# Metin:
▼▼▼

O hâlde, hem yüce Allah’ın, hem de şanlı Peygamberinin medhettiği bu mübârek insanlar kimlerdir?
Allahü teâlâ Kur’ân-ı kerîmde “Ehl-i Beyt” hakkında meâlen buyurdu ki: “..Allahü teâlâ sizlerden ricsi, yâni kusûr ve kirleri gidermek istiyor ve sizi tam bir tahâret ile temizlemek irâde ediyor.” (Ahzâb sûresi: 33).

Ehl-i Beyt kimlerdir?
Eshâb-ı kirâm sordular: “Yâ Resûlallah! Ehl-i Beyt kimlerdir?”

▲▲▲

# Alıştırma A:
Metne dayanarak şu soruları cevaplayın:
(i) Ehl-i Beyt hakkındaki âyet hangi sûreden ve hangi numarayla verilmiştir?
(ii) Âyetin meâline göre Allahü teâlâ Ehl-i Beyt'ten neyi gidermek istiyor?
(iii) Resûlullah'a "Ehl-i Beyt kimlerdir?" diye soranlar kimlerdir?

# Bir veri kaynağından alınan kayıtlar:
▼▼▼

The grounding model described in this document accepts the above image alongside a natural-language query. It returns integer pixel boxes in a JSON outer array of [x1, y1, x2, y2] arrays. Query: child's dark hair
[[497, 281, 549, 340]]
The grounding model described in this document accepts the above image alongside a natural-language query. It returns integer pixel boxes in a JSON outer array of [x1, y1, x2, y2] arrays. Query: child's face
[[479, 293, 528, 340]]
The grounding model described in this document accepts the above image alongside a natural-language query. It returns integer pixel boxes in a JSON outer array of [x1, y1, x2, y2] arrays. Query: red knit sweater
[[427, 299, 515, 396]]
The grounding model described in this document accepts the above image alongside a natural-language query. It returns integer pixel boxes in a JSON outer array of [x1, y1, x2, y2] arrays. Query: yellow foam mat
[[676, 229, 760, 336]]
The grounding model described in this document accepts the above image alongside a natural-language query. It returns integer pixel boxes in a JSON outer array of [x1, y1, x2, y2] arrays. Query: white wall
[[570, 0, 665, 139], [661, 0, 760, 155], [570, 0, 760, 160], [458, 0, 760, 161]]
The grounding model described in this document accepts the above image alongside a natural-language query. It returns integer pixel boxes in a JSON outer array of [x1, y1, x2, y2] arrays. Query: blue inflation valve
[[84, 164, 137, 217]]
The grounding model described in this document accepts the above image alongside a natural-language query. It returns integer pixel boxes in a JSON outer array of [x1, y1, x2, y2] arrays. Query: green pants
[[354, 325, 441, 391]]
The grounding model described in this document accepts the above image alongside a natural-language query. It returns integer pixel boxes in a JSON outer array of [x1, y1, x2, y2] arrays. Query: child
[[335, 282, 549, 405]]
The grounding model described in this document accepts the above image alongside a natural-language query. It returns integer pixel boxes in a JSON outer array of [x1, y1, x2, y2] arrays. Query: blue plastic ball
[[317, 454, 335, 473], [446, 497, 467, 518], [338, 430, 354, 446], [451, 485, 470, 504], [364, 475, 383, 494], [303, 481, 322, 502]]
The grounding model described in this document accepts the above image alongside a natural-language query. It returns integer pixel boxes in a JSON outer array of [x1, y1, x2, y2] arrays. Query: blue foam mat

▲▲▲

# Alıştırma B:
Listede "yellow foam mat" ifadesini içeren satırdan "481, 322, 502]]" ifadesini içeren satıra kadar olan satırları, bu iki satır da dahil olmak üzere, hiçbir değişiklik yapmadan yeniden yazın.

# Tam cevap A:
(i) Âyet Ahzâb sûresinden verilmiştir ve numarası 33'tür.
(ii) Allahü teâlâ onlardan ricsi, yâni kusûr ve kirleri gidermek istiyor.
(iii) Bu soruyu Eshâb-ı kirâm sormuştur.

# Tam cevap B:
The grounding model described in this document accepts the above image alongside a natural-language query. It returns integer pixel boxes in a JSON outer array of [x1, y1, x2, y2] arrays. Query: yellow foam mat
[[676, 229, 760, 336]]
The grounding model described in this document accepts the above image alongside a natural-language query. It returns integer pixel boxes in a JSON outer array of [x1, y1, x2, y2] arrays. Query: white wall
[[570, 0, 665, 139], [661, 0, 760, 155], [570, 0, 760, 160], [458, 0, 760, 161]]
The grounding model described in this document accepts the above image alongside a natural-language query. It returns integer pixel boxes in a JSON outer array of [x1, y1, x2, y2] arrays. Query: blue inflation valve
[[84, 164, 137, 217]]
The grounding model described in this document accepts the above image alongside a natural-language query. It returns integer pixel boxes in a JSON outer array of [x1, y1, x2, y2] arrays. Query: green pants
[[354, 325, 441, 391]]
The grounding model described in this document accepts the above image alongside a natural-language query. It returns integer pixel boxes in a JSON outer array of [x1, y1, x2, y2] arrays. Query: child
[[335, 282, 549, 405]]
The grounding model described in this document accepts the above image alongside a natural-language query. It returns integer pixel boxes in a JSON outer array of [x1, y1, x2, y2] arrays. Query: blue plastic ball
[[317, 454, 335, 473], [446, 497, 467, 518], [338, 430, 354, 446], [451, 485, 470, 504], [364, 475, 383, 494], [303, 481, 322, 502]]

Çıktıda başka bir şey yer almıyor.